▶ [MATERIAL FOR THE TASK]:

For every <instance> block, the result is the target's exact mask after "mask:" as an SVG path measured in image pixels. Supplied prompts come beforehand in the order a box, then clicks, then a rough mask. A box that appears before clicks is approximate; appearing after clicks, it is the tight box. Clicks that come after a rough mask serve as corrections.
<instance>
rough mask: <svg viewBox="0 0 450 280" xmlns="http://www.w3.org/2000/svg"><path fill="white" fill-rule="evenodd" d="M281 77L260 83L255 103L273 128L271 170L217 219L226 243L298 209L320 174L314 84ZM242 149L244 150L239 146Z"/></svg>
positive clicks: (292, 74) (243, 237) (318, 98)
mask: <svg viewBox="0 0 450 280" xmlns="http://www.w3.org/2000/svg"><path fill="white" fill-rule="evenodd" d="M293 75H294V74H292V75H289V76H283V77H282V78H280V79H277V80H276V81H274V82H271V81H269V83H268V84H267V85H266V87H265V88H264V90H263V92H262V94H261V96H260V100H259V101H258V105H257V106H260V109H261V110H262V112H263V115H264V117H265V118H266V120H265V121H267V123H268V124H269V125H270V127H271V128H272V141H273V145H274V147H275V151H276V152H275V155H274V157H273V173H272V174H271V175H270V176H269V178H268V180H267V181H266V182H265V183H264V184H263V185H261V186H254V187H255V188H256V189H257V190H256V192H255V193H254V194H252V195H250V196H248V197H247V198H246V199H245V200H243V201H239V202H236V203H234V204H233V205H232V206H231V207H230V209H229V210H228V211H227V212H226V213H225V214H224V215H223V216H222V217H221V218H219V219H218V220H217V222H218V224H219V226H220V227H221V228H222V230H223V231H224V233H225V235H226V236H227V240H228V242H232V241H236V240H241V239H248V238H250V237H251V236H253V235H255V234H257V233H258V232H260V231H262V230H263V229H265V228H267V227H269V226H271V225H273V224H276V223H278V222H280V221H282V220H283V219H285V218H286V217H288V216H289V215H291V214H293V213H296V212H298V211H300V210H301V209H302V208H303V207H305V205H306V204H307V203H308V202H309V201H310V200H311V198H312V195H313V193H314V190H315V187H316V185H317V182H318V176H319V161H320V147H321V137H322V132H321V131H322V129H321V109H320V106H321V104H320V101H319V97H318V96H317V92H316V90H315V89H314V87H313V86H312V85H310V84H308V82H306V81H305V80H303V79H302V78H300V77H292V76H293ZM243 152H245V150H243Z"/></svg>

▶ [EXERCISE]: Copy every line of the material above, leaving each character unchanged.

▶ [SOLUTION TO THIS PROBLEM]:
For every <instance> block, the result is the target's exact mask after "mask:" as an SVG path measured in image pixels. Supplied prompts come beforehand in the order a box, then clicks, then a rough mask. A box that appears before clicks is approximate; appearing after clicks, it is the tight box. Clicks that come after a rough mask serve as corrections.
<instance>
rough mask: <svg viewBox="0 0 450 280" xmlns="http://www.w3.org/2000/svg"><path fill="white" fill-rule="evenodd" d="M281 77L260 83L255 103L273 128L271 170L217 219L226 243L298 209L320 174L314 84ZM242 149L244 150L239 146Z"/></svg>
positive clicks: (292, 74) (243, 237) (318, 98)
mask: <svg viewBox="0 0 450 280" xmlns="http://www.w3.org/2000/svg"><path fill="white" fill-rule="evenodd" d="M293 75H294V74H292V75H289V76H283V77H282V78H280V79H277V80H276V81H274V82H271V81H269V83H268V84H267V85H266V87H265V88H264V90H263V92H262V94H261V96H260V100H259V101H258V105H257V106H260V109H261V110H262V112H263V115H264V117H265V118H266V120H265V121H267V123H268V124H269V125H270V127H271V128H272V141H273V145H274V147H275V151H276V152H275V155H274V157H273V173H272V174H271V175H270V176H269V178H268V180H267V181H266V182H265V183H264V184H263V185H261V186H254V187H255V188H256V189H257V190H256V192H255V193H254V194H252V195H250V196H248V197H247V198H246V199H245V200H243V201H239V202H236V203H234V204H233V205H232V206H231V207H230V209H229V210H228V211H227V212H226V213H225V214H224V215H223V216H222V217H221V218H219V219H218V220H217V222H218V224H219V226H220V227H221V228H222V230H223V231H224V233H225V235H226V236H227V240H228V242H232V241H236V240H241V239H248V238H250V237H251V236H253V235H255V234H257V233H258V232H260V231H262V230H263V229H265V228H267V227H269V226H271V225H273V224H276V223H278V222H280V221H282V220H283V219H285V218H286V217H288V216H289V215H291V214H293V213H296V212H298V211H300V210H301V209H302V208H303V207H305V205H306V204H307V203H308V202H309V201H310V200H311V198H312V195H313V193H314V190H315V187H316V185H317V182H318V176H319V161H320V147H321V137H322V132H321V131H322V129H321V109H320V106H321V104H320V101H319V97H318V96H317V92H316V90H315V89H314V87H313V86H312V85H310V84H308V82H306V81H305V80H303V79H302V78H300V77H292V76H293ZM243 152H245V150H243Z"/></svg>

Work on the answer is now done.